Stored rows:

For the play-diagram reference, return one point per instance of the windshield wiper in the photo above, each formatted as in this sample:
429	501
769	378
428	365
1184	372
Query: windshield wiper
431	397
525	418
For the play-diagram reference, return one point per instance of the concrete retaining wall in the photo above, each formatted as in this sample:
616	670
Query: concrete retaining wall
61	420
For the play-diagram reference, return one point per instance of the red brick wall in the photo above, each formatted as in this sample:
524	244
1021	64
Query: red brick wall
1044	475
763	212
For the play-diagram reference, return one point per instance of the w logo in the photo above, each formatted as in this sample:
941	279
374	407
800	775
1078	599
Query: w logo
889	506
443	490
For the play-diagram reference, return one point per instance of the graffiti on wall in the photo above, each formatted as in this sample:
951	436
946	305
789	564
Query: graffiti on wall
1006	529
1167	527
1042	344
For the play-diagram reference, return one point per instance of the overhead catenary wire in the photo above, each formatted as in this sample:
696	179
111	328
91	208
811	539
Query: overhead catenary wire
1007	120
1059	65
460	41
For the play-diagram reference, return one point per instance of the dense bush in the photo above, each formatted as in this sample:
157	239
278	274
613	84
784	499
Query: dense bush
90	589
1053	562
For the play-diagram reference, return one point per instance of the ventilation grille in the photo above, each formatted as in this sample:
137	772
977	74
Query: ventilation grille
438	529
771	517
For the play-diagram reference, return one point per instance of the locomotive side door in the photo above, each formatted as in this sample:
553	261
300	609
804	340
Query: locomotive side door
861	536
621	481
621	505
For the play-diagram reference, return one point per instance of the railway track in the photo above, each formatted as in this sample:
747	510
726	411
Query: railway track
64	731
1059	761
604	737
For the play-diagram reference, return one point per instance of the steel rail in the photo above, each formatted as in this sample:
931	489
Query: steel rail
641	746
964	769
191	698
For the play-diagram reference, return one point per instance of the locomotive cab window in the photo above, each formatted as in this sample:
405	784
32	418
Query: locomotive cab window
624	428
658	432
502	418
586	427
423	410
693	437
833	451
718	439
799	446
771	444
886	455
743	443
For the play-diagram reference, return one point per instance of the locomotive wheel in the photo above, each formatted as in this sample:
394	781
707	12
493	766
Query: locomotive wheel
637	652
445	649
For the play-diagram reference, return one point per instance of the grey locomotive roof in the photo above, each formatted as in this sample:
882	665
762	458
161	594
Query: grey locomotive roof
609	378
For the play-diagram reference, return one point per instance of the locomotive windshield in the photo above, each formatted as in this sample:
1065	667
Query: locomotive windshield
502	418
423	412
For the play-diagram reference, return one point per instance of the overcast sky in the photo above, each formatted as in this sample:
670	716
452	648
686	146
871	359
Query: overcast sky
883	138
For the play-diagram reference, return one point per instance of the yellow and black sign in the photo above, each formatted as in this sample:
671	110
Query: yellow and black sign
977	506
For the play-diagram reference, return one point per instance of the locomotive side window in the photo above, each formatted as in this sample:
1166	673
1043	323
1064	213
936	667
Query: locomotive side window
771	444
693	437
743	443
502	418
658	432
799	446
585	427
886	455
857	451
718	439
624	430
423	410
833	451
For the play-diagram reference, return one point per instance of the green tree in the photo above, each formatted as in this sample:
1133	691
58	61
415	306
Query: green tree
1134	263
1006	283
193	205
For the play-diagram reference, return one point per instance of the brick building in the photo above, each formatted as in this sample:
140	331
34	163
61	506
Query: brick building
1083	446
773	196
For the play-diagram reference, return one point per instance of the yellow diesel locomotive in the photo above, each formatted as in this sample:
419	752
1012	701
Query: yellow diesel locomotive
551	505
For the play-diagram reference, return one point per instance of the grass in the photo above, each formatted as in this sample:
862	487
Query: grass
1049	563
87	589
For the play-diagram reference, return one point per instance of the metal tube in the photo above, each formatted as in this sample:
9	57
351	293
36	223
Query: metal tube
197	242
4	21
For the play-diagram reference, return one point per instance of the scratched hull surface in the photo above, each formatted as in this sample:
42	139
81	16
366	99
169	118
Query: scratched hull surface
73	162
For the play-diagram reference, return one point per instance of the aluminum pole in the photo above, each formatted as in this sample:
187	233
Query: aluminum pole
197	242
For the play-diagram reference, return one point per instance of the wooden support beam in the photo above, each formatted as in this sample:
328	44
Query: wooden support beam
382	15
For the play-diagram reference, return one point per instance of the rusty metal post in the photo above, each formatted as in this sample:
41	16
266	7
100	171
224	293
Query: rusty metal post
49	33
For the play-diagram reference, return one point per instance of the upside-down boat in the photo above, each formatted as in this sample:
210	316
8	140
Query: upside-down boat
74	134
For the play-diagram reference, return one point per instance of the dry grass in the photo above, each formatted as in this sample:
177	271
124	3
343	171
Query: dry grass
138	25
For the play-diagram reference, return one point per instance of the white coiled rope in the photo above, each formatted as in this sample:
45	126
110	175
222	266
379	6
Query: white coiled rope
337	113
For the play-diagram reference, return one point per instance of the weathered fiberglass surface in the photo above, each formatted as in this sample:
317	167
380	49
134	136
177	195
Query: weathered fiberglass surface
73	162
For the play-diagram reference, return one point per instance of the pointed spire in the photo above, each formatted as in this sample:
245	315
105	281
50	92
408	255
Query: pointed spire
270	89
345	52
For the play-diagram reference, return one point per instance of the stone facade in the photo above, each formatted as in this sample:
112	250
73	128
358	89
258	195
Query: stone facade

Directions. Please write out the rows above, from the line containing "of the stone" through the last line of the rows, copying each line exactly.

Result of the task.
For the play-diagram reference, return one point per instance of the stone facade in the photo above, each formatted as in this sample:
112	250
73	128
358	89
258	195
Query: stone facade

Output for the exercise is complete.